Excerpt:
----
Thu, Nov 13, 6:14 PM (4 days ago)

Hi Sister —

For the second month in a row, I haven’t really gotten around to finishing — and uplinking — a lot of spiritual journaling. So — rejoice! I’m not giving you a whole lot of verbiage to wade through. That doesn’t mean I haven’t been busy, though, and it doesn’t mean my busyness, at least some of it, hasn’t been productive. Some of it even touches on things we’ve talked about.

More and more I’ve been occupied with church stuff, and, as so often happens, I find I’m getting more out of it than I’m putting into it. Especially taking the chair of the faith formation (parish ed) committee, it’s kind of forcing me to: (1) figure out what “faith formation” actually *is*; and (2) reflect some more on my own faith formation. If nothing else, I’m starting to pay attention to our kids whereas I’d just tuned them out before.

Which is no doubt a good thing in itself!

We’ve started a series of workshops under our new pastor that seem like they’re designed to put us through a fairly rigorous institutional self-study. I was delighted at one of the first sessions to see the curriculum focus on mission and vision statements. I’ve thought we needed to do more of that ever since I was involved in the re-accreditation process at Springfield College-Benedictine 20 years ago and saw how important it was.
----
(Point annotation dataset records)
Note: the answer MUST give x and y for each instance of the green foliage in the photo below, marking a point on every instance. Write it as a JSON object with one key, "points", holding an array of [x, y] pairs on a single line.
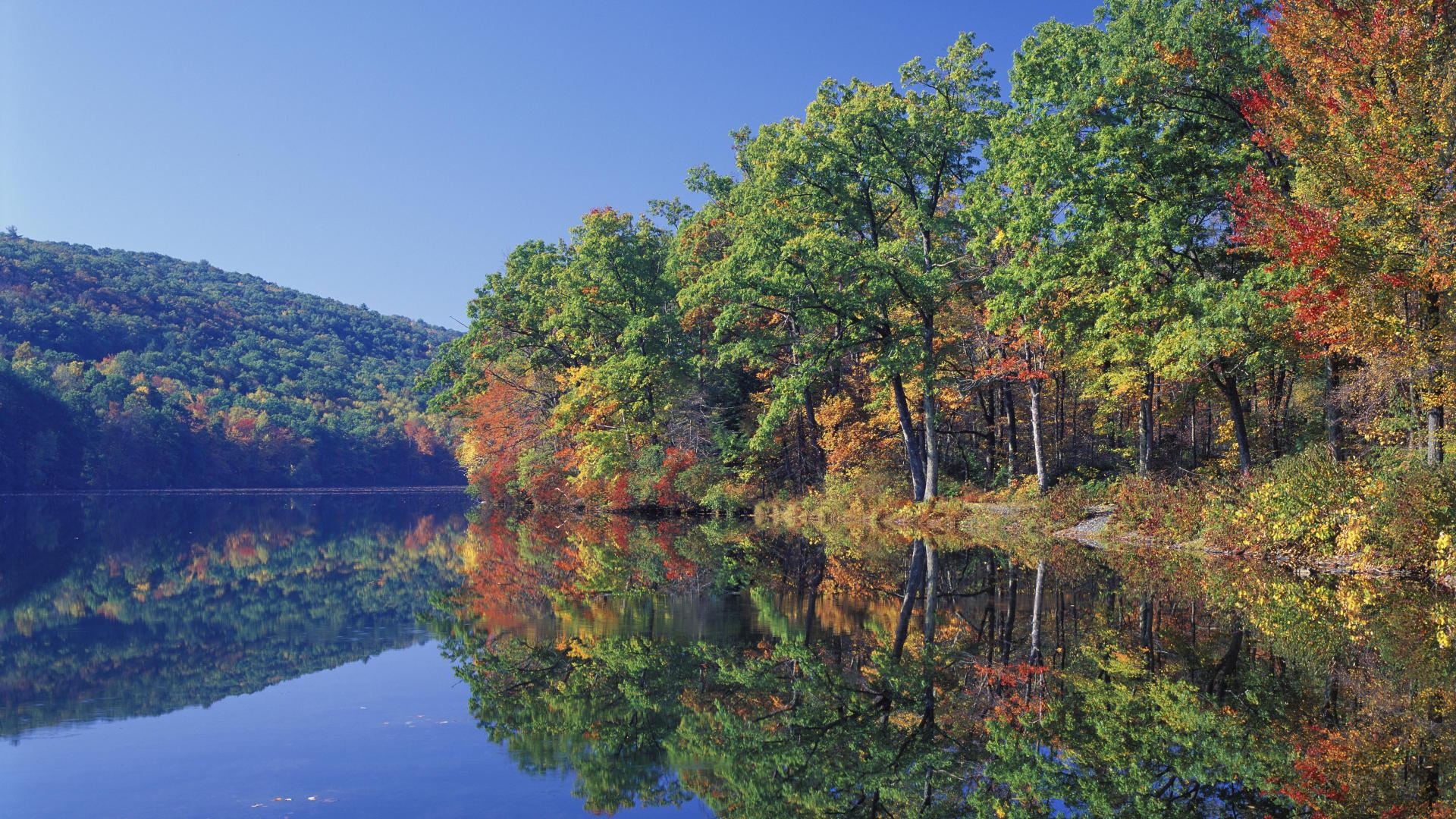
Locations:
{"points": [[134, 371]]}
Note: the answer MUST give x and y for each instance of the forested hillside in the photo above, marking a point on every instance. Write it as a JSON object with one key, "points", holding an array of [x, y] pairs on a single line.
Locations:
{"points": [[1203, 242], [139, 371]]}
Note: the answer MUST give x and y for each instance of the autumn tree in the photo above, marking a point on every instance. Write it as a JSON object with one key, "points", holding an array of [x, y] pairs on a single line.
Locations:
{"points": [[1362, 213]]}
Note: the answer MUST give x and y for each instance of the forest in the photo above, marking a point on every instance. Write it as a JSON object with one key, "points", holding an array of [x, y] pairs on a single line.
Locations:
{"points": [[1197, 259], [126, 371]]}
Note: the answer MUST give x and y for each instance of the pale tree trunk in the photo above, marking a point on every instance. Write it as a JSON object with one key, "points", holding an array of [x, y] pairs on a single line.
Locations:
{"points": [[1229, 387], [1334, 425], [912, 441], [932, 450], [1436, 414], [1145, 426], [913, 580], [1036, 614], [1009, 407], [1034, 387], [929, 594]]}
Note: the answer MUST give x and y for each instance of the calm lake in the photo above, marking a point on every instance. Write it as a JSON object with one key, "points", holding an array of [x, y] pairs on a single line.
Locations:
{"points": [[403, 653]]}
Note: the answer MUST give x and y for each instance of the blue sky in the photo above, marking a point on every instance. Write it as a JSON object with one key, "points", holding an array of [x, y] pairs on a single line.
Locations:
{"points": [[392, 155]]}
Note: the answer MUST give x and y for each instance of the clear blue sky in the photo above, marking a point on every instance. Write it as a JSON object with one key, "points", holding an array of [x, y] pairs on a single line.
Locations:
{"points": [[394, 155]]}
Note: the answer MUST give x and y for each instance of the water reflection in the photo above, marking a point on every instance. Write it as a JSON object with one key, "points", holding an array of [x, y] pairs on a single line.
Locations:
{"points": [[786, 673], [759, 670], [127, 607]]}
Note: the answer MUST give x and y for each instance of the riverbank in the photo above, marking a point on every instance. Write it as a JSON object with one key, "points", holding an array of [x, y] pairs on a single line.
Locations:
{"points": [[1373, 518]]}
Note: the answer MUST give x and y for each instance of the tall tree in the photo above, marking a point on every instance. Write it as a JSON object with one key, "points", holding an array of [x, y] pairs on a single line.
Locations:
{"points": [[1125, 140], [1363, 111]]}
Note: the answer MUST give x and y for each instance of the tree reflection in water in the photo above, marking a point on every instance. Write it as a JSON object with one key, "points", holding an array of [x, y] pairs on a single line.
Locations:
{"points": [[778, 673]]}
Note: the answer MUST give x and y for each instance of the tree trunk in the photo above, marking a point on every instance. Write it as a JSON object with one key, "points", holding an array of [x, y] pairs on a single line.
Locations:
{"points": [[910, 438], [932, 450], [929, 594], [1229, 387], [1011, 617], [1034, 387], [1145, 426], [1036, 614], [1011, 431], [913, 580], [1435, 416], [1334, 426]]}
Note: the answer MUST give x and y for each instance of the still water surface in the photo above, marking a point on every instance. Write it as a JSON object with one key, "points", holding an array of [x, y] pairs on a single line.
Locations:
{"points": [[388, 654]]}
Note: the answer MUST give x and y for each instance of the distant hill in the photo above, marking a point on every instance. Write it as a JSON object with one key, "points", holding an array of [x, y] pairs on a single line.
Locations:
{"points": [[139, 371]]}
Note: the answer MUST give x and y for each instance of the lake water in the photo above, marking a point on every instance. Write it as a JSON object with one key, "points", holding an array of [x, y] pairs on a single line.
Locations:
{"points": [[395, 654]]}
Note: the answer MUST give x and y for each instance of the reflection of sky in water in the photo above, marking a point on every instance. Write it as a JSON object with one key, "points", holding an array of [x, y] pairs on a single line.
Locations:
{"points": [[386, 736], [389, 736]]}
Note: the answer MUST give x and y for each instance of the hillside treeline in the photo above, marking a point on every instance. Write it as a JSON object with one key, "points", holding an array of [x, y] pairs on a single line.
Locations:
{"points": [[1196, 238], [139, 371]]}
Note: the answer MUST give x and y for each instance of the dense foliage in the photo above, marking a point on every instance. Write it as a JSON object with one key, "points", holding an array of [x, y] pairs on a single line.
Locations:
{"points": [[1044, 681], [1119, 265], [123, 607], [137, 371]]}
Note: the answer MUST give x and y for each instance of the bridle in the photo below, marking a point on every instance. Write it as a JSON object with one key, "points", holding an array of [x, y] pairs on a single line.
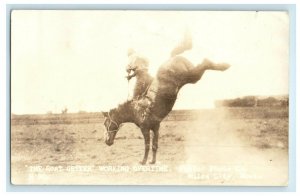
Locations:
{"points": [[112, 122]]}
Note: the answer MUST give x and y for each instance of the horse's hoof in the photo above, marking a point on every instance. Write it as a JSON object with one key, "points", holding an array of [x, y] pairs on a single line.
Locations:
{"points": [[142, 162], [152, 162]]}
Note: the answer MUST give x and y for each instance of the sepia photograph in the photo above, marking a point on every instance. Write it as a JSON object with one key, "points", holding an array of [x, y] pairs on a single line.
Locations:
{"points": [[141, 97]]}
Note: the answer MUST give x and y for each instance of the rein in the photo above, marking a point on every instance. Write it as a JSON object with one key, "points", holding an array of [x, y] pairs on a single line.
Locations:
{"points": [[112, 122]]}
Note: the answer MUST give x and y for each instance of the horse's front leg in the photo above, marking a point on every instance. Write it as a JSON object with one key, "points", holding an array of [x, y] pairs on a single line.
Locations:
{"points": [[155, 144], [146, 134]]}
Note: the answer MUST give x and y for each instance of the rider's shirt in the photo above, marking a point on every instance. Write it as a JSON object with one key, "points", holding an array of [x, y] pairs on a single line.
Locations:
{"points": [[137, 62]]}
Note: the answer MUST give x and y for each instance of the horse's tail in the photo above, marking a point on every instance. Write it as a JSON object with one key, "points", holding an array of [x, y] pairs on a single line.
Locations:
{"points": [[185, 44]]}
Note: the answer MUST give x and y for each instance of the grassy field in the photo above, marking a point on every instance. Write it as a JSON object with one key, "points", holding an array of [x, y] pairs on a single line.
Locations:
{"points": [[224, 146]]}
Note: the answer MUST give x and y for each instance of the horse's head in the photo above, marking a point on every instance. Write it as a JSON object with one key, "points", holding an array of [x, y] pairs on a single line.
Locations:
{"points": [[112, 127]]}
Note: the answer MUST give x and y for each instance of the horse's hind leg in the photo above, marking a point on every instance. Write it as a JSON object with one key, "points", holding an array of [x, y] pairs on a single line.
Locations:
{"points": [[154, 144], [196, 73], [207, 64], [146, 134]]}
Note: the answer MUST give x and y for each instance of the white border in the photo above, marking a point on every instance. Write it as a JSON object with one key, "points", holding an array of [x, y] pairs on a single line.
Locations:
{"points": [[3, 39]]}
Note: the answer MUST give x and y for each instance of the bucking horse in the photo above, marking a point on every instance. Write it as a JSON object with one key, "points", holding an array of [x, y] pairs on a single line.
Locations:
{"points": [[148, 111]]}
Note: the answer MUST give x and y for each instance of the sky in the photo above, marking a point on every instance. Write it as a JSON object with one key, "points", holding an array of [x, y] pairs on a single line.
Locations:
{"points": [[76, 59]]}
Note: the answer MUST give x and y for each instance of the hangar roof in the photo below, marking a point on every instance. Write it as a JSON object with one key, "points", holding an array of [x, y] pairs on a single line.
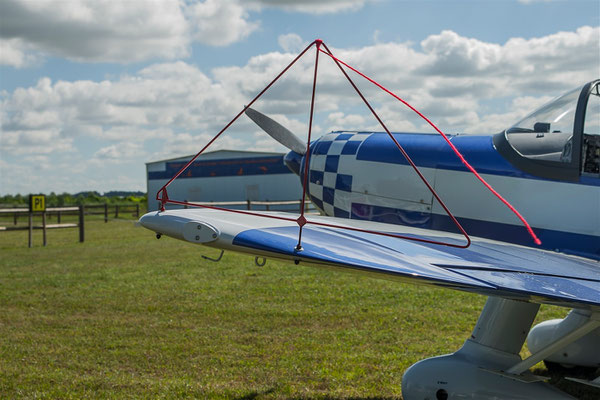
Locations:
{"points": [[219, 154]]}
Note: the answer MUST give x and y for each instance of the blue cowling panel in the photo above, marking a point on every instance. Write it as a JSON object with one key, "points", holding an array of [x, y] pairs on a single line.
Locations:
{"points": [[489, 268]]}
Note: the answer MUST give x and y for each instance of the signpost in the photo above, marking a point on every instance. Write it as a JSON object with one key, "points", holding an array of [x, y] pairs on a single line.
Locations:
{"points": [[37, 203]]}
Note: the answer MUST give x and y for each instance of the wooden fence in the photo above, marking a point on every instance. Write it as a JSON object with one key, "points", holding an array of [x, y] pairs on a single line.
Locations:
{"points": [[45, 226], [90, 209]]}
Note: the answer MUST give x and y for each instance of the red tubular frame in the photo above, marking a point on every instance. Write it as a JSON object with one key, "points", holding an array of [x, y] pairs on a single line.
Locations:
{"points": [[163, 197]]}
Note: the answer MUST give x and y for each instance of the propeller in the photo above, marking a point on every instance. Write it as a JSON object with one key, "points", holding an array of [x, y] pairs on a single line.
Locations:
{"points": [[277, 131]]}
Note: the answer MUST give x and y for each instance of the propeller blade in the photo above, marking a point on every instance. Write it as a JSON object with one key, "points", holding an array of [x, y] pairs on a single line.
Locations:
{"points": [[277, 131]]}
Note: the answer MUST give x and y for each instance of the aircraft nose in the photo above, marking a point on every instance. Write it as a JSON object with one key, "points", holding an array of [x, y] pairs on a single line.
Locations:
{"points": [[293, 161]]}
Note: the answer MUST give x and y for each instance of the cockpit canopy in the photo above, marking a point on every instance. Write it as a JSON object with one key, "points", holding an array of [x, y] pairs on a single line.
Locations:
{"points": [[560, 140]]}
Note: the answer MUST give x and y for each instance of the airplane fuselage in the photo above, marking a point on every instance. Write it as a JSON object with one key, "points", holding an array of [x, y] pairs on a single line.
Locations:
{"points": [[363, 175]]}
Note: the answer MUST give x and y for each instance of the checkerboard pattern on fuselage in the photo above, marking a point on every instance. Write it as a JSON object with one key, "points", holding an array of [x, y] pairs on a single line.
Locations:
{"points": [[332, 159]]}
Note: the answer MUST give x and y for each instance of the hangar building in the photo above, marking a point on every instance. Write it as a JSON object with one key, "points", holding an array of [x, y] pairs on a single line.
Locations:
{"points": [[224, 175]]}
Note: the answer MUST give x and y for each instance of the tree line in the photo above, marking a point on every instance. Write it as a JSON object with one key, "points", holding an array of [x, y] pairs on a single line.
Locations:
{"points": [[81, 198]]}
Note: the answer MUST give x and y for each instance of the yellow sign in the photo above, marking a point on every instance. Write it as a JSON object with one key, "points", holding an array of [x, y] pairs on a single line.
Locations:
{"points": [[37, 202]]}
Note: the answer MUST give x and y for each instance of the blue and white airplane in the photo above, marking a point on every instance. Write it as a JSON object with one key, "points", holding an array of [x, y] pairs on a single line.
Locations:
{"points": [[371, 200]]}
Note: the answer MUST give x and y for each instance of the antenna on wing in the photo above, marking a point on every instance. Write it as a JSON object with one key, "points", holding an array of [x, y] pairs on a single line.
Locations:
{"points": [[277, 131]]}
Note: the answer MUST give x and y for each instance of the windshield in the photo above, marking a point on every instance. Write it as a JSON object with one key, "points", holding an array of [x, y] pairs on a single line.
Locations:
{"points": [[546, 133]]}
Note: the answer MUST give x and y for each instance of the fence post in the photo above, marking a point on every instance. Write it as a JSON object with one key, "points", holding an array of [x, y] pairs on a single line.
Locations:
{"points": [[81, 222], [30, 229], [44, 227]]}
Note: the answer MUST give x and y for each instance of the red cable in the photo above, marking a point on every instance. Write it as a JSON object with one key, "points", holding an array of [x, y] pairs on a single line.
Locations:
{"points": [[404, 153], [165, 198], [458, 154], [302, 220]]}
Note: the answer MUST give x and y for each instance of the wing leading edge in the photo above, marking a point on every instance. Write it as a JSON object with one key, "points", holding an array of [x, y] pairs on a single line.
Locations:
{"points": [[486, 267]]}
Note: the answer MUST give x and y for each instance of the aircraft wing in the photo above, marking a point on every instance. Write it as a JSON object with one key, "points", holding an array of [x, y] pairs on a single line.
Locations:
{"points": [[486, 267]]}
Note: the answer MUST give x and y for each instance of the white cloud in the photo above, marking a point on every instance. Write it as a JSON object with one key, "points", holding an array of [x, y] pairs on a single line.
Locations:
{"points": [[134, 31], [220, 22], [98, 31], [119, 153], [313, 6], [14, 53], [291, 43], [172, 109]]}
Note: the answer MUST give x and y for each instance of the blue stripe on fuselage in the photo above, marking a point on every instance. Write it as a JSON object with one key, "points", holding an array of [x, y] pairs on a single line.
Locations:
{"points": [[432, 151], [565, 242]]}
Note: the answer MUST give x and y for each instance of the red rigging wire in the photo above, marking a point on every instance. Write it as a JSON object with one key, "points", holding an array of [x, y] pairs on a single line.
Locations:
{"points": [[458, 153], [162, 194]]}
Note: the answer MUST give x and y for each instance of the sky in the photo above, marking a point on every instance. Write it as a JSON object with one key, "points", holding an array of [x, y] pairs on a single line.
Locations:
{"points": [[90, 91]]}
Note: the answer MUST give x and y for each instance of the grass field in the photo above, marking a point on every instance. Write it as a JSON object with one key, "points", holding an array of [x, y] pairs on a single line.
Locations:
{"points": [[124, 315]]}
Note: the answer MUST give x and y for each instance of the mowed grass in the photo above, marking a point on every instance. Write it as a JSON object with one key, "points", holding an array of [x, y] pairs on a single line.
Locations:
{"points": [[124, 315]]}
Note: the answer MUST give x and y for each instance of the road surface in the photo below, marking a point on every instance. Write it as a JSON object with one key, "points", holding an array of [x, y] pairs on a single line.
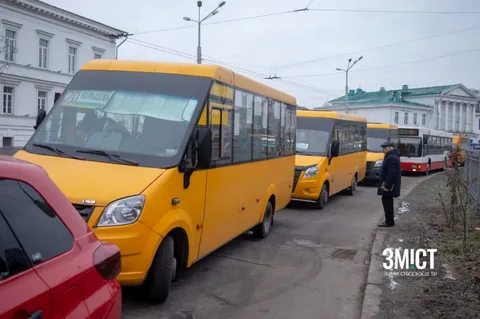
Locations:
{"points": [[312, 266]]}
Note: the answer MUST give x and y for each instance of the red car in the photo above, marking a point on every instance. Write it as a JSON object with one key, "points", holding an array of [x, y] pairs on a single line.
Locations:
{"points": [[51, 264]]}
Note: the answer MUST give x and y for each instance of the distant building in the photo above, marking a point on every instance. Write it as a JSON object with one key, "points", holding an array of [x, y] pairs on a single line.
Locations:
{"points": [[41, 48], [450, 108]]}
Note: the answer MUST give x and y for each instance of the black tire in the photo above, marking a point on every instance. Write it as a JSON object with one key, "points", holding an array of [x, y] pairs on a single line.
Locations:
{"points": [[353, 188], [323, 197], [159, 280], [262, 230]]}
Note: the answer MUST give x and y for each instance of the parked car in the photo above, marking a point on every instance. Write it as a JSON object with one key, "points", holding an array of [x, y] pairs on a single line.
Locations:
{"points": [[51, 264]]}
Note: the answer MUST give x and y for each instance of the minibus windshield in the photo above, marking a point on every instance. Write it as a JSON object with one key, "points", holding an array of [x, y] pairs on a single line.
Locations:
{"points": [[408, 146], [375, 138], [143, 117], [313, 135]]}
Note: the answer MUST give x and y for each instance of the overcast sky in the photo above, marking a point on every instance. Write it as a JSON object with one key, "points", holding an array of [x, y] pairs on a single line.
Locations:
{"points": [[271, 45]]}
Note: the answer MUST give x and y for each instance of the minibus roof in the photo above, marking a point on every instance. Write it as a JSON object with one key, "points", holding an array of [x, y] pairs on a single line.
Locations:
{"points": [[215, 72], [382, 126], [331, 115]]}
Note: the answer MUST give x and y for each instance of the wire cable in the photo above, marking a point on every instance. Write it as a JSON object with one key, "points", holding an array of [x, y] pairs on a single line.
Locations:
{"points": [[378, 47], [388, 65]]}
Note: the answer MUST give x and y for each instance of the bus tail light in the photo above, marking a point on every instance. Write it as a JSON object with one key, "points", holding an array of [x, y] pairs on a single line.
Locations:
{"points": [[107, 261]]}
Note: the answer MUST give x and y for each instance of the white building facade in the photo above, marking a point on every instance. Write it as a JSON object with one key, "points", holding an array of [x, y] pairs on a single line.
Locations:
{"points": [[42, 48], [450, 108]]}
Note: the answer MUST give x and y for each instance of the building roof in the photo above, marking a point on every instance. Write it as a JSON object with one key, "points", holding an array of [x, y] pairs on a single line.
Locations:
{"points": [[360, 97], [44, 9]]}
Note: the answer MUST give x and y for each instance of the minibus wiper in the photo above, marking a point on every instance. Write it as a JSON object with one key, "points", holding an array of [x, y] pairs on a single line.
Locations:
{"points": [[111, 156], [58, 151]]}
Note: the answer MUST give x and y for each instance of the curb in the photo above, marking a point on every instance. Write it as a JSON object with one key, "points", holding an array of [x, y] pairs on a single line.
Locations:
{"points": [[373, 288]]}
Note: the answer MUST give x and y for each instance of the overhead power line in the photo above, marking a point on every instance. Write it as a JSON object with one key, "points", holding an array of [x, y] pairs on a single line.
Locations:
{"points": [[308, 9], [378, 47], [219, 22], [388, 65], [226, 64], [395, 11]]}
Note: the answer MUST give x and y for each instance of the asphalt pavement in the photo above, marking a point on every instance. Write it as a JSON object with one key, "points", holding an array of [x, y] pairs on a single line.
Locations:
{"points": [[312, 266]]}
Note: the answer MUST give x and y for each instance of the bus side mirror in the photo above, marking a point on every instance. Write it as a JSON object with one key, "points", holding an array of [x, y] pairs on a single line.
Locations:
{"points": [[203, 140], [40, 117], [335, 149]]}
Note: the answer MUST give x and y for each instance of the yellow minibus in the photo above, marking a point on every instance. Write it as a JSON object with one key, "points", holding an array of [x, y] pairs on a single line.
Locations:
{"points": [[377, 133], [167, 160], [331, 151], [462, 143]]}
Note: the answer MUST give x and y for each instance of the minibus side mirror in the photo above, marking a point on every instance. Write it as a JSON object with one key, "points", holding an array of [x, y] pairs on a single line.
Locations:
{"points": [[203, 138], [200, 150], [40, 117], [335, 149]]}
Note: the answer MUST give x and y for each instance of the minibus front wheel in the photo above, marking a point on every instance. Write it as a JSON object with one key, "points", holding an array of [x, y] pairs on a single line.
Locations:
{"points": [[323, 198], [161, 272]]}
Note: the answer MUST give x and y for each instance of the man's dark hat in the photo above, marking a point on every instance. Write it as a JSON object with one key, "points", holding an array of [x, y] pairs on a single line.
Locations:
{"points": [[387, 144]]}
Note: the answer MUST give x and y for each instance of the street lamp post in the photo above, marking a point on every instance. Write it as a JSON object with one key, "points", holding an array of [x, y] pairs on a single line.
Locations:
{"points": [[199, 22], [346, 77]]}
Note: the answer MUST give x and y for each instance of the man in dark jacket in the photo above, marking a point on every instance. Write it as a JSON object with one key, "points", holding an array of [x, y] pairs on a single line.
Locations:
{"points": [[390, 182]]}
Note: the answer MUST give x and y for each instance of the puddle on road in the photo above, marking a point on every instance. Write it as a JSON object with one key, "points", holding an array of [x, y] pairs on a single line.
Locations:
{"points": [[392, 283], [404, 207], [306, 243]]}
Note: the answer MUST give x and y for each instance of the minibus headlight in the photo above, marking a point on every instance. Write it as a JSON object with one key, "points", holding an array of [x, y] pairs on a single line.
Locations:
{"points": [[311, 172], [122, 212]]}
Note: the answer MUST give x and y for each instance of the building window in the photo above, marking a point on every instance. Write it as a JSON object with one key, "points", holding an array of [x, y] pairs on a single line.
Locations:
{"points": [[42, 100], [7, 141], [10, 45], [72, 60], [7, 100], [43, 53]]}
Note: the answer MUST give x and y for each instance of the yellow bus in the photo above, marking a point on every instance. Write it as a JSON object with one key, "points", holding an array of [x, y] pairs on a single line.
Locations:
{"points": [[462, 143], [331, 150], [162, 159], [377, 133]]}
----
What you need to do:
A. Answer these questions using the email:
(i) Which committee has the writer taken the chair of?
(ii) Under whom has the series of workshops started?
(iii) At which institution was the writer involved in a re-accreditation process 20 years ago?
B. Carry on the email about the writer's church involvement, picking up right after its final sentence.
The items have no connection to the email.

Results for the exercise:
A.
(i) The faith formation (parish ed) committee.
(ii) The new pastor.
(iii) Springfield College-Benedictine.

B.
Also, as a table exercise during the mission statement discussion, we were asked to take a couple of minutes and draft a personal mission state. Here, for what it’s worth, is what I came up with:

To use my gifts during the time I’ve got left to do what I can to help repair the world (tikkun olam). 

That’s pretty wonky (but *I’m* pretty wonky), so I’ll translate. Actually, “Google AI” (of all places!) has as good a brief description as any:

Tikkun olam is a Hebrew phrase that literally means “repairing the world” and refers to the Jewish concept of social justice and a duty to make the world a better place. It involves social activism, opposing injustice, and improving society through acts of kindness, charity, and upholding ethical laws. The modern understanding has evolved from its origins in rabbinic legal discussions and later incorporated mystical interpretations, becoming a cornerstone of social action and responsibility in Judaism.

I first came across the idea reading a paper by Krister Stendahl, a Swedish theologian who served at various times as bishop of Stockholm and dean of Harvard Divinity School. I like it, because it’s all about social justice and it puts a focus on what we *do* — I can always use that reminder.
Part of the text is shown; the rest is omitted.